● Отрывок документа
----

«Только не пугайтесь, но ваш сын пришёл в школу без кипы!»

Выпускник еврейской школы — о том, как получить национальное образование и не стать антисемитом
28 564

«Только не пугайтесь, но ваш сын пришёл в школу без кипы!»

Выпускник еврейской школы — о том, как получить национальное образование и не стать антисемитом
28 564

«Только не пугайтесь, но ваш сын пришёл в школу без кипы!»

Выпускник еврейской школы — о том, как получить национальное образование и не стать антисемитом
28 564

Школа «Ахей Тмимим и Бейт Ривка» — старейшая еврейская школа Москвы, где наряду с русским языком преподавали иврит, мальчикам запрещали общаться с девочками, а современные «основы православия» заменяли «основы еврейской традиции». Почему в еврейской школе можно услышать самые грубые антисемитские шутки — рассказывает Алексей Аликин, раввин и выпускник закрывшегося в 2012 году учебного заведения.

— Здравствуйте, вас беспокоят из еврейской школы по поводу вашего сына. Я жена директора и преподаватель еврейской традиции. Только не пугайтесь.

----

● Письменное задание 1
Перепишите без изменений строки из сохранённых данных: всё от строки, где есть «Annotation guideline — the target class is utility», вниз до строки, где есть «217;312;268;323», включая обе.

● Сохранённые данные
----

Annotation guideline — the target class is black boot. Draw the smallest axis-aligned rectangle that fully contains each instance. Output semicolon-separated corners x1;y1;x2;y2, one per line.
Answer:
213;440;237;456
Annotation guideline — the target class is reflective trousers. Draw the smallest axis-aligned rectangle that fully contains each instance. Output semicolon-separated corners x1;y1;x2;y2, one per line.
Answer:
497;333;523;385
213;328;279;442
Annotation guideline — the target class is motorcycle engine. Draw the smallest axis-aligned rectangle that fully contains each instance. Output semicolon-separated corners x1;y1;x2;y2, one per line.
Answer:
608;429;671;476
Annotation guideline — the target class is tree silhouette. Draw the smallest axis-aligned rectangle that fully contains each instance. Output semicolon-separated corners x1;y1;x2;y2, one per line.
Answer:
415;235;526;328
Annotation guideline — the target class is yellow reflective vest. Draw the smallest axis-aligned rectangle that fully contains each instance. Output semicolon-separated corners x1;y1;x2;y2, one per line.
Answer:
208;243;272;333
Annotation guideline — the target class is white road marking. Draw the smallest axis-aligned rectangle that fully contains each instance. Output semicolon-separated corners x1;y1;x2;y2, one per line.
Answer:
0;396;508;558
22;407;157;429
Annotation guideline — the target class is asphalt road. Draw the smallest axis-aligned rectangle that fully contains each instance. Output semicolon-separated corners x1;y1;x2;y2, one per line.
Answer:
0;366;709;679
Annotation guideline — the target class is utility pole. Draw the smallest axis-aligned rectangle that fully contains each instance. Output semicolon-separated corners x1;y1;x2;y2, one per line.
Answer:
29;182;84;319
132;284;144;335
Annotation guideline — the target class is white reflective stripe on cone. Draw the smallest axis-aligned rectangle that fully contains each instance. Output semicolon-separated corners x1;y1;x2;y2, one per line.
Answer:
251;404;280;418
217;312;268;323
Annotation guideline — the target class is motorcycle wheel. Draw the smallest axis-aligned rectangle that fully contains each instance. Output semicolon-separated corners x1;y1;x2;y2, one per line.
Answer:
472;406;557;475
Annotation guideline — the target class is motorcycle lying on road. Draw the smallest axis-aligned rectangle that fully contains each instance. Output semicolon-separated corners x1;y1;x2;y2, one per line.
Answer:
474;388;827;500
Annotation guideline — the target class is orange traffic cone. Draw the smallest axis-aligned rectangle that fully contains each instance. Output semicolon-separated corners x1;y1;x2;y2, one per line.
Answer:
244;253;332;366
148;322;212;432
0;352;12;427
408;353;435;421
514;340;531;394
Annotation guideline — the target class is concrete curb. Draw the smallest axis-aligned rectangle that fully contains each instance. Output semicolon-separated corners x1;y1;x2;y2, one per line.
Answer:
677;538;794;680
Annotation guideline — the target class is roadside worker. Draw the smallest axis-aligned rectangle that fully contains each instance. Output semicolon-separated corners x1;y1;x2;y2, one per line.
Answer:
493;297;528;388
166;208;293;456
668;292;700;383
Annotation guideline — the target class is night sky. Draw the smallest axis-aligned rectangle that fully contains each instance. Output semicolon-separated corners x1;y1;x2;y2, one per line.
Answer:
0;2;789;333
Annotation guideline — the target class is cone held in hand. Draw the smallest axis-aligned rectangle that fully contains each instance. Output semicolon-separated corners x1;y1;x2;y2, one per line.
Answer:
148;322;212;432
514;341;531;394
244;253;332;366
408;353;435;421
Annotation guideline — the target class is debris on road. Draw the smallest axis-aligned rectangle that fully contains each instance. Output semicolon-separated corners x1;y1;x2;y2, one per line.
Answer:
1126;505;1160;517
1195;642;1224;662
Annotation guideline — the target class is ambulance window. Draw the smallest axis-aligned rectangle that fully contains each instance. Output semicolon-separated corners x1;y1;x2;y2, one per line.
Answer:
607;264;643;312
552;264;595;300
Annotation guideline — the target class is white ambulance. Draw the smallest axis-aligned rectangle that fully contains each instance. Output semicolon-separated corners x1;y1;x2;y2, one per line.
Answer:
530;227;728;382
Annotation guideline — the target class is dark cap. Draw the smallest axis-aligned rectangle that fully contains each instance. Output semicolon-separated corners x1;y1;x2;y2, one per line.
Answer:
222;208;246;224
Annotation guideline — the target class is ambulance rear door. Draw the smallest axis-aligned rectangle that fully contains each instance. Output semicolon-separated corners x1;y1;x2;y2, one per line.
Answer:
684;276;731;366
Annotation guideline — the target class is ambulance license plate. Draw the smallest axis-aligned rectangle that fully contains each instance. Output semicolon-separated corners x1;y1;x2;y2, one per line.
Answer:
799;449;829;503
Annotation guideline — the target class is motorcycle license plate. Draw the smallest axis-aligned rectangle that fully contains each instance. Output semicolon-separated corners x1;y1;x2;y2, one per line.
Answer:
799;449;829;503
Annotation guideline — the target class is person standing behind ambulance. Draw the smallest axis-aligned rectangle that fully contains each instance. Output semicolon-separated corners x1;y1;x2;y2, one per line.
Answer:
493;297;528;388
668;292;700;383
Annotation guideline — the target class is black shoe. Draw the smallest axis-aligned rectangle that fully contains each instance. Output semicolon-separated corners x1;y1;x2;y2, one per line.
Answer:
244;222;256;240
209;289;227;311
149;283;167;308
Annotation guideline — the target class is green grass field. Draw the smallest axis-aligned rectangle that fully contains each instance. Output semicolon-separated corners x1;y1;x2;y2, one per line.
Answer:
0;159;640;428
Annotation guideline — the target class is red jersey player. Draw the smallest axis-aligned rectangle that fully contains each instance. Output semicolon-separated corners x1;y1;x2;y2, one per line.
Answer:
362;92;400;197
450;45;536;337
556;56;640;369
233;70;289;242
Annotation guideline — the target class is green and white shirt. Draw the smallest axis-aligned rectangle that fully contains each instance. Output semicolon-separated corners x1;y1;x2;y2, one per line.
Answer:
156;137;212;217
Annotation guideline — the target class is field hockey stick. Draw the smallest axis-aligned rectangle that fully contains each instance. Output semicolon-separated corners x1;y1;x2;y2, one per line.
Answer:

----

● Письменное задание 2
В каком году закрылась школа, о которой рассказывает отрывок о еврейской школе?

● Готовый ответ 1
Annotation guideline — the target class is utility pole. Draw the smallest axis-aligned rectangle that fully contains each instance. Output semicolon-separated corners x1;y1;x2;y2, one per line.
Answer:
29;182;84;319
132;284;144;335
Annotation guideline — the target class is white reflective stripe on cone. Draw the smallest axis-aligned rectangle that fully contains each instance. Output semicolon-separated corners x1;y1;x2;y2, one per line.
Answer:
251;404;280;418
217;312;268;323

● Готовый ответ 2
В 2012 году.